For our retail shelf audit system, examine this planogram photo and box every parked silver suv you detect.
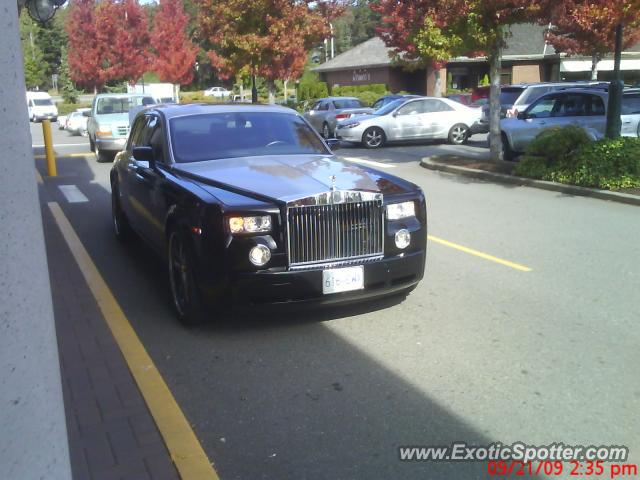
[500,89,640,160]
[83,93,156,162]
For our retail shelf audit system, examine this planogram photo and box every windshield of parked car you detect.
[500,87,524,105]
[96,97,155,115]
[621,93,640,115]
[373,98,406,115]
[514,86,553,105]
[333,98,364,110]
[169,112,331,163]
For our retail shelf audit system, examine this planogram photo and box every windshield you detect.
[621,93,640,115]
[373,98,406,115]
[500,87,524,105]
[333,98,364,110]
[170,112,331,163]
[96,97,155,115]
[514,87,553,105]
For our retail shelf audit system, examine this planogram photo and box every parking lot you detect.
[31,124,640,479]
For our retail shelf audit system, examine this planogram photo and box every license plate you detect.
[322,265,364,295]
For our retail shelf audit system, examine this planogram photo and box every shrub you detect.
[548,138,640,190]
[514,126,640,190]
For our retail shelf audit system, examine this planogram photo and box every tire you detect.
[167,228,206,326]
[111,183,133,242]
[322,122,332,140]
[362,127,387,149]
[447,123,471,145]
[502,133,516,162]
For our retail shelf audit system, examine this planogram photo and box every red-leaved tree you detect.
[151,0,198,94]
[196,0,339,100]
[65,0,106,91]
[66,0,149,90]
[544,0,640,80]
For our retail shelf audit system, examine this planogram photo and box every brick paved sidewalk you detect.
[42,204,179,480]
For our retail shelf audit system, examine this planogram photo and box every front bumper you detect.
[214,250,425,306]
[96,137,127,152]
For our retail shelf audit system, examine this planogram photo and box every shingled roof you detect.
[314,23,640,72]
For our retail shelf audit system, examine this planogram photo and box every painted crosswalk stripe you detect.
[342,157,396,168]
[58,185,89,203]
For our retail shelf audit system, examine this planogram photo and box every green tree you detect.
[20,9,47,89]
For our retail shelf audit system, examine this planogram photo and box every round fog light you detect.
[249,245,271,267]
[396,228,411,250]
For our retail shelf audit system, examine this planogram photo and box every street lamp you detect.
[18,0,67,24]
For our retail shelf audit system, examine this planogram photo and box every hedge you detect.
[514,126,640,190]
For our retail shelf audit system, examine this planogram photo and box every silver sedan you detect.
[336,97,481,148]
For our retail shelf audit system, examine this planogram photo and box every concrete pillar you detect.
[0,0,71,480]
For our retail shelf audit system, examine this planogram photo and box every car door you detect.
[126,113,167,249]
[118,115,149,234]
[420,98,458,138]
[510,95,560,152]
[390,100,425,140]
[547,92,607,138]
[620,92,640,137]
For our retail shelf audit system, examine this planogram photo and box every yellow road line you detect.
[427,235,531,272]
[33,152,93,158]
[48,202,219,480]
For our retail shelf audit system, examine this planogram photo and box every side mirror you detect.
[133,145,153,167]
[327,138,340,150]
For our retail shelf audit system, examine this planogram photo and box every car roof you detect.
[96,93,153,98]
[144,103,298,119]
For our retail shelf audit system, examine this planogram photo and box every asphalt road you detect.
[31,125,640,480]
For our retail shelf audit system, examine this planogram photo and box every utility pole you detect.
[607,22,624,138]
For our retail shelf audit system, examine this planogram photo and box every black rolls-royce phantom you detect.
[111,104,427,323]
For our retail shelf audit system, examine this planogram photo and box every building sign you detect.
[353,69,371,82]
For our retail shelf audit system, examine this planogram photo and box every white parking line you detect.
[341,157,396,168]
[58,185,89,203]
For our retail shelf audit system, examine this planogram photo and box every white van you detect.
[27,92,58,122]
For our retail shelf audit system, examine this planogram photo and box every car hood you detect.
[173,155,417,203]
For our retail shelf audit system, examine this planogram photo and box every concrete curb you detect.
[420,157,640,206]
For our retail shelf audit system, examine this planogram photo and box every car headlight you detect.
[96,125,111,136]
[229,215,271,233]
[387,202,416,220]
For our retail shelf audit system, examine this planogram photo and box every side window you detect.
[398,100,425,115]
[527,97,558,118]
[423,99,453,113]
[149,122,167,163]
[127,115,147,151]
[622,93,640,115]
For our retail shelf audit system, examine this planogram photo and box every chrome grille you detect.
[116,125,129,137]
[287,199,384,267]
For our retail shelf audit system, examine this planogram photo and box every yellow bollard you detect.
[42,120,58,177]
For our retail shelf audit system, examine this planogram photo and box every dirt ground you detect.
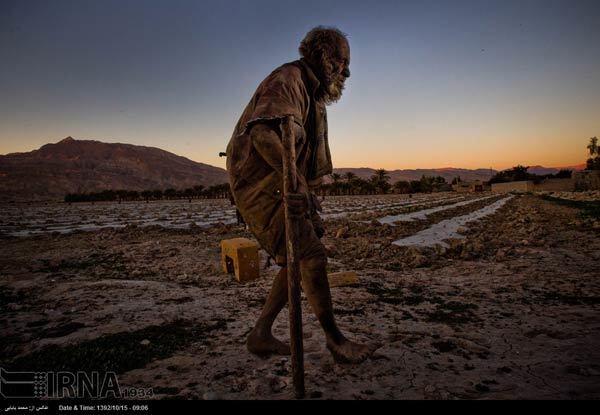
[0,195,600,399]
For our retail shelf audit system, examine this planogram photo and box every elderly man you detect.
[227,27,372,363]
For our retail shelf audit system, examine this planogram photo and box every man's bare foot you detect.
[327,339,376,363]
[246,329,290,356]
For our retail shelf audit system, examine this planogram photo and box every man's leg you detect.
[300,250,373,363]
[246,268,290,355]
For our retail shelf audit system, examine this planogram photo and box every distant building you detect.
[492,178,576,193]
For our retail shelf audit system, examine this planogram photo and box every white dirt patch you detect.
[377,195,497,225]
[392,196,513,248]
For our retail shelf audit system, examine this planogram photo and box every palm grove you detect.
[64,137,600,203]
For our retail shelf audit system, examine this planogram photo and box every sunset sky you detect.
[0,0,600,169]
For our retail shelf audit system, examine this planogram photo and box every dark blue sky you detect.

++++++++

*Exercise*. Rewrite the listing from the line containing "sign you detect." through the line containing "[173,155,417,203]", both ends included, keeping the requests unchanged and multiplying every bounding-box coordinate in the answers by 1.15. Round each result to a whole number, with halves rounded up.

*Correct answer*.
For our retail shelf audit system, examine this planogram photo and box every building sign you detect.
[406,79,427,94]
For our retail shelf audit system, examine this planogram photo and box every white parking line you detect.
[392,181,455,193]
[67,213,102,233]
For our retail shelf audit system, examine this planogram photo and box every white van you detect.
[31,106,67,140]
For our retail shelf audit system, examine this planogram photo and box every car hood you detect.
[199,178,480,233]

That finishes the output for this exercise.